CHRISTOPHE BARBIER Est-ce que l’armée française programme des représailles ?
 
GERARD LONGUET Non. Non, parce que les preneurs d’otage, c'est une petite bande, c'est une petite minorité, c'est une exception qui déshonore ce territoire, mais ce n'est pas le territoire.
 
CHRISTOPHE BARBIER L’armée kényane intervient à la frontière somalienne, est-ce qu’elle peut...
 
GERARD LONGUET L’armé Kenyane est obligée d’intervenir parce qu’elle ne peut pas accepter son... Le tourisme est un des facteurs du développement du Kenya, ils ne peuvent pas laisser des pirates d’origine somalienne faire la loi sur leurs côtes et peut-être demain, dans leurs réserves.
 
CHRISTOPHE BARBIER Aucun espoir que l’on arrête ces ravisseurs, qu’on les juge un jour en France ?
 
GERARD LONGUET La probabilité est faible, le risque le plus vraisemblable c'est qu’ils se détruisent eux-mêmes, parce que c'est un climat de guerre civile permanent, ce sont des bandes armées qui s’entretuent.
 
CHRISTOPHE BARBIER Il y a en Somalie un autre otage français, un agent de la DGSE. Vous avez des nouvelles ?
 
GERARD LONGUET Non.
 
CHRISTOPHE BARBIER Et il ne vaut mieux pas communiquer ?
 
GERARD LONGUET Oui.
 
CHRISTOPHE BARBIER Hier, sur FRANCE INTER, vous n’avez pu préciser la situation de Salah HAMOURI, ce Franco-Palestinien, retenu en Israël, qui pourrait être, disons, libéré en échange de Gilad SHALIT, dans la deuxième vague de libérations. En savez-vous plus de ce matin ?
 
GERARD LONGUET Oui, le malentendu procès de ce que ce Franco-Palestinien a été jugé en Israël pour des faits de terrorisme, qu’il a été condamné à une peine de prison de 7 ans, qu’il purge cette peine. Il pourrait terminer sa peine, je crois, en septembre 2012. Nous ne sommes pas du tout dans le cas d’une prise d’otages. Nous avons un Franco-Palestinien, il doit avoir sans doute un passeport français, qui a commis un délit et qui répond de son acte.
 
CHRISTOPHE BARBIER Sa condamnation est très contestée, son dossier est très contesté par ses soutiens. Y a t-il un moyen d’intervenir pour alléger la peine ?
 
GERARD LONGUET Elle est contestée, mais elle correspond à une décision d’un état démocratique, qui respecte des procédures et notamment le droit de la défense, et qui a condamné quelqu’un pour sa participation à des actes terroristes.

(Extraits de données)
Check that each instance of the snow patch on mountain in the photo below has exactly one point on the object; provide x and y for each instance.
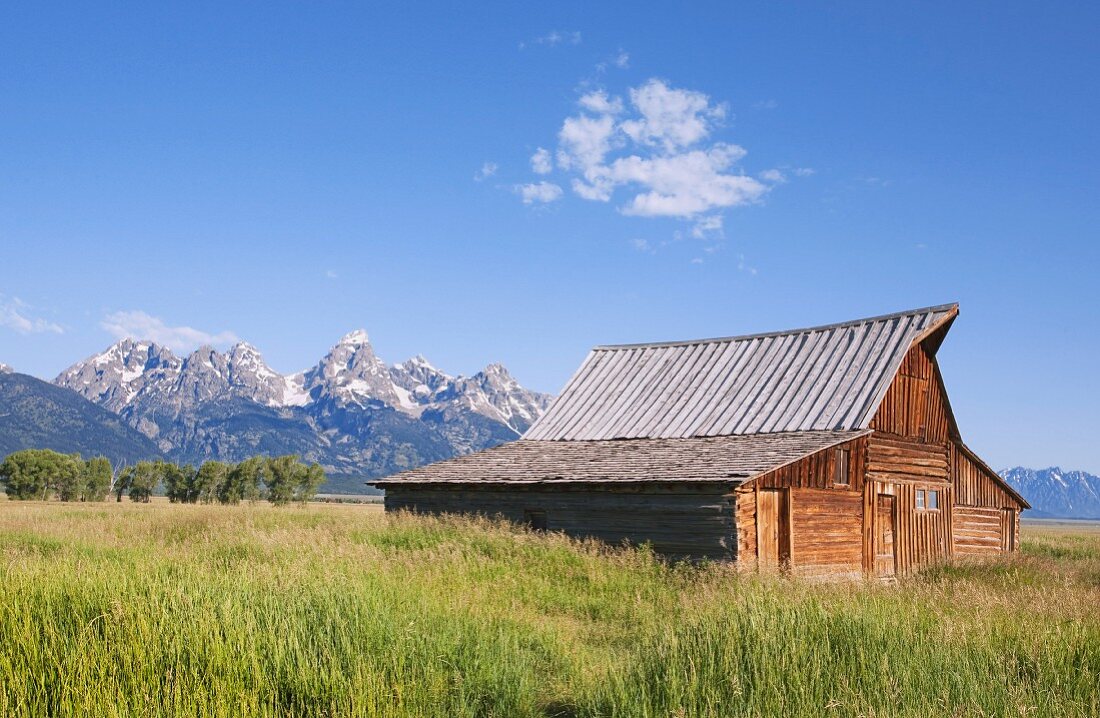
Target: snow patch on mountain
(1057, 493)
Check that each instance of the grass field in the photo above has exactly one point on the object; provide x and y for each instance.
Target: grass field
(332, 610)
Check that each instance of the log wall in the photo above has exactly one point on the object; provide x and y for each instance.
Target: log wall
(974, 486)
(680, 520)
(915, 405)
(825, 517)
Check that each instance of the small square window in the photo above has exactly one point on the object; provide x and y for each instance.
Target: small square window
(840, 477)
(535, 520)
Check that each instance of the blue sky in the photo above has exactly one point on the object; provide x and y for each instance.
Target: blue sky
(284, 174)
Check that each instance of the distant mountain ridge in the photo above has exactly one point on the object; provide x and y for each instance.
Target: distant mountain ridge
(37, 415)
(1055, 493)
(351, 411)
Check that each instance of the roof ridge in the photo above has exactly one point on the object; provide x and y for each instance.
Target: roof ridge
(803, 330)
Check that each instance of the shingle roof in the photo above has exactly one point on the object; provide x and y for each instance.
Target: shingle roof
(713, 459)
(822, 378)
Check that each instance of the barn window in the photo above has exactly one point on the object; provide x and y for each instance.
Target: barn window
(535, 520)
(927, 499)
(840, 477)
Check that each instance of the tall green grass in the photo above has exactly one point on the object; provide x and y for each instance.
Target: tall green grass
(337, 610)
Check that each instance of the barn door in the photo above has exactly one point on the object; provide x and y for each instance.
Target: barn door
(1008, 530)
(773, 528)
(886, 562)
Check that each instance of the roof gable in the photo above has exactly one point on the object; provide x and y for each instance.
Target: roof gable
(822, 378)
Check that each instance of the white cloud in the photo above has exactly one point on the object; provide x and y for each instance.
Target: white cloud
(660, 151)
(15, 315)
(670, 119)
(542, 192)
(584, 141)
(486, 170)
(139, 324)
(541, 164)
(556, 37)
(707, 227)
(773, 176)
(601, 103)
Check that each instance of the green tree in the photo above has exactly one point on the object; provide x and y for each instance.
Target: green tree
(97, 478)
(122, 482)
(242, 482)
(281, 478)
(68, 478)
(288, 479)
(209, 482)
(310, 479)
(35, 473)
(143, 479)
(178, 482)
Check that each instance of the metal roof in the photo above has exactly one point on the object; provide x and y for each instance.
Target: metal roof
(730, 460)
(821, 378)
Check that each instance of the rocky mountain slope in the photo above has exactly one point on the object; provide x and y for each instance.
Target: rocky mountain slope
(352, 412)
(1056, 493)
(37, 415)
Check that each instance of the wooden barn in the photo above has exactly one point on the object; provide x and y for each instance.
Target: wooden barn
(823, 451)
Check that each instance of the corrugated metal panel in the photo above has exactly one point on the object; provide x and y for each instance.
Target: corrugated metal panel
(823, 378)
(729, 460)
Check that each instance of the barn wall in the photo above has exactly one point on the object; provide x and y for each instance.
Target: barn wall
(921, 536)
(987, 517)
(692, 521)
(825, 518)
(826, 532)
(915, 405)
(974, 486)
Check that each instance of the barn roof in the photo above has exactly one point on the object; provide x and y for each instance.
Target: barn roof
(729, 460)
(821, 378)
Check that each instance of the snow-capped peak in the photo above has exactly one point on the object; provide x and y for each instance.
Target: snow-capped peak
(144, 378)
(354, 339)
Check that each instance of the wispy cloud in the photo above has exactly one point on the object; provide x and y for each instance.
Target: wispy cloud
(19, 317)
(539, 192)
(656, 145)
(553, 39)
(541, 162)
(485, 172)
(139, 324)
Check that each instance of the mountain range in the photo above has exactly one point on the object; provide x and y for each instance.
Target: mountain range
(34, 413)
(352, 412)
(1055, 493)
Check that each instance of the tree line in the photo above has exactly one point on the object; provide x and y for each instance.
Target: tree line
(40, 474)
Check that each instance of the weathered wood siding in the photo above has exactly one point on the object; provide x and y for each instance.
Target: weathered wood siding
(974, 486)
(920, 536)
(826, 528)
(680, 520)
(915, 404)
(987, 517)
(909, 452)
(825, 517)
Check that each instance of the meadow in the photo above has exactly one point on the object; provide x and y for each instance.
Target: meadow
(165, 609)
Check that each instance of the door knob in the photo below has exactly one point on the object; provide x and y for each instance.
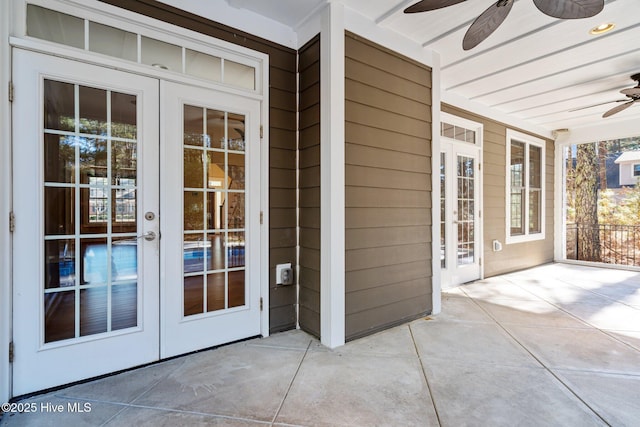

(Ensemble de tâches)
A) Pouvez-vous reproduire le passage de l'entretien avec Gérard Longuet qui commence par "CHRISTOPHE BARBIER Aucun" et se termine par "armées qui s’entretuent." ?
B) Pouvez-vous donner la suite de l'entretien avec Gérard Longuet, en reprenant après sa dernière réplique ?

(Réponses par tâche)
A)
CHRISTOPHE BARBIER Aucun espoir que l’on arrête ces ravisseurs, qu’on les juge un jour en France ?
 
GERARD LONGUET La probabilité est faible, le risque le plus vraisemblable c'est qu’ils se détruisent eux-mêmes, parce que c'est un climat de guerre civile permanent, ce sont des bandes armées qui s’entretuent.

B)
 
CHRISTOPHE BARBIER 200 soldats français ont quitté l’Afghanistan hier, pourquoi ne pas accélérer ce processus et programmer, un peu comme la gauche le promet, une fin de présence en Afghanistan, fin 2012, début 2013 ?
 
GERARD LONGUET Il y a à la fois la parole de la France et il y a la sécurité de nos soldats. La parole de la France, c'est que nous appartenons à une coalition, nous n’avons pas décidé seuls d’aller en Afghanistan, nous participons à une coalition de 47 pays et nous marchons d’un même pas. La seconde raison, c'est qu’on ne peut alléger un dispositif sans affaiblir les Français, qui sont les militaires français qui sont en Kapisa, région difficile. Donc le président de la République a demandé un retrait d’un quart des effectifs en un an, c'est ce retrait d’un quart que nous opérons. Mais nous pouvons l’opérer, seulement, parce que nous avons réussi notre mission en Surobi et nos soldats ne sont plus nécessaire sur cette partie du territoire Afghan.
 
CHRISTOPHE BARBIER C'est-à-dire que tout en restant en Afghanistan, les soldats français seront dans des zones bientôt moins exposées ?
 
GERARD LONGUET C’est exactement le contraire. Les zones moins exposées ont été transmises à l’armée nationale afghane et les soldats ainsi libérés, pour les uns, reviennent en métropole, et pour les autres, renforcent le terrain en Kapisa, où nous avons besoin d’eux.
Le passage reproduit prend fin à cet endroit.